■ Instructions ■
A: In the blog post about Lent and groceries, how long does the usual grocery trip take?
B: Pick up the blog post about Lent and groceries after its final sentence and write the next part.

Wednesday, March 11, 2009

On Lent and Glut

Lent is good for reminding us what we can live without. I was out of town until Saturday night last week. Saturday is grocery day. I do the grocery shopping, which means that the groceries didn't get "shopped." Okay, we did pick up a few essentials on Sunday afternoon, but I did this in a quick five-minute run through Kroger. It wasn't my usual 60 minute trip.

So far, we haven't starved. I made three meals last week. The first was "Dave's Spicy Black Bean Soup" (a secret, much coveted, recipe I came up with myself), Macaroni and Beans, and Lentil Soup. All three are still sitting in our fridge. I'll probably have to swing by Kroger's one more time to get some milk for the kids, but aside from that, it looks like we're set until Saturday. In other words, we've needed a little more than half the groceries we normally do. (As an added bonus, I've spent less time in the kitchen, which is partly the point, I guess.)

Data items:

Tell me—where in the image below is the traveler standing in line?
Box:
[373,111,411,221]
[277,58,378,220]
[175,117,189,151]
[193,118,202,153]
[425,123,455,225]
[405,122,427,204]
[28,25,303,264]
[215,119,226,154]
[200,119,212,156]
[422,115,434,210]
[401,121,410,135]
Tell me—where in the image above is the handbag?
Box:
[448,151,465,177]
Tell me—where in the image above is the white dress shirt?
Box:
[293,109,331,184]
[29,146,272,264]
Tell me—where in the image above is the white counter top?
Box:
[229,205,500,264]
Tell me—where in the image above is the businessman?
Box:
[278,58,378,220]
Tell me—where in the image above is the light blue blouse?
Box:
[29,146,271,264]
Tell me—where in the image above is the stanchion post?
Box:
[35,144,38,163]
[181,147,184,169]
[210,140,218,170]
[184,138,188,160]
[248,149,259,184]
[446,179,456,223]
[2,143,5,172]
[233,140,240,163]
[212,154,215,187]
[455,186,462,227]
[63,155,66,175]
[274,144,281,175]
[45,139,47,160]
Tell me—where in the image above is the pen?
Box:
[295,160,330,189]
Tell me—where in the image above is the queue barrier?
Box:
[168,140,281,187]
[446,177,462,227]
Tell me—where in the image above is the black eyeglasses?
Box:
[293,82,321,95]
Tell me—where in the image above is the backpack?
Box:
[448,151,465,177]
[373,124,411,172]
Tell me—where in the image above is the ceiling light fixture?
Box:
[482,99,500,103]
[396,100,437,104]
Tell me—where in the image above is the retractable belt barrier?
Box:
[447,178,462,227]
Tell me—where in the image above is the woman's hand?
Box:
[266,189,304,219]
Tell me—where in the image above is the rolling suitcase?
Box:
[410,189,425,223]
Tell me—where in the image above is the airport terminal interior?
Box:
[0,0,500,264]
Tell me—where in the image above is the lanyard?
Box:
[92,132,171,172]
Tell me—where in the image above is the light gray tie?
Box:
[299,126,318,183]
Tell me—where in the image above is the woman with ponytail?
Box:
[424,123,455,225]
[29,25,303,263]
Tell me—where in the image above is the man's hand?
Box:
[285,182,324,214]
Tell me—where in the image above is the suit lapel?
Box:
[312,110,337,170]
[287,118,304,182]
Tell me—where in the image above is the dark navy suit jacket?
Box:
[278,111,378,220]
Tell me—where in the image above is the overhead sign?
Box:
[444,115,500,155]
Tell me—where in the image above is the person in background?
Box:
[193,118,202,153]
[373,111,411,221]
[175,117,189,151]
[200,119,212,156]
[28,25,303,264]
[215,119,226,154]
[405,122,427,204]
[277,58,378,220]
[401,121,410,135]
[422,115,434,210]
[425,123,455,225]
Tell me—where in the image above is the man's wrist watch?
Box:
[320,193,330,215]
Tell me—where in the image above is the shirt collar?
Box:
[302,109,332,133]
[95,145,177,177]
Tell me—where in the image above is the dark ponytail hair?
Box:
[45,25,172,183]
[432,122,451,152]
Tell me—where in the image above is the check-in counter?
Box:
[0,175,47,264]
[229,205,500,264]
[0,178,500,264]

■ Set of answers ■
A: 60 minutes.

B:
Hey! Did anybody notice we're in a recession? We got into this recession for a lot of reasons. One of them was that we thought we needed more than we did, so we spent more than we made. In a consumer-driven economy like ours (was) Lent says, "Don't believe it!" Practicing a little restraint in one area of our lives can have added benefits in other areas, if we reflect on it. Yes, Virginia, you can live without that Plasma TV.

Some of my Protestant friends agree with me that, as a society, we generally need less than we think we need. "Why," they ask, "don't we just live this way all the time? Why do we need a special time of year called Lent to be frugal?" My response is, "How's that working out for you?" We like to talk a good game about restraint, self-control, and moderation, but really most of us are pretty hypocritical about it. There is a wide gap between how we say we should live and how we actually do live (Lent is good for reminding us of that as well). I say 40 days before Easter ain't half bad.

Lent is a school in frugality. The lack of satiety reminds us of our gluttony. Some people can go all year eating beans and rice. I call them monks. The rest of us can live with less only for shorter periods (which is not to say that the monk is necessarily holier than the rest of us; he just lives differently). I am not suggesting that the Orthodox calendar is bulimic, that we live by cycles of binging and purging. The fact is that most of us (middle class Americans) binge all the time. Rather, I would like to think – or at least hope and pray – that the purging we do at Lent makes us binge just a little less the rest of the year.

6 comments:

Anonymous said...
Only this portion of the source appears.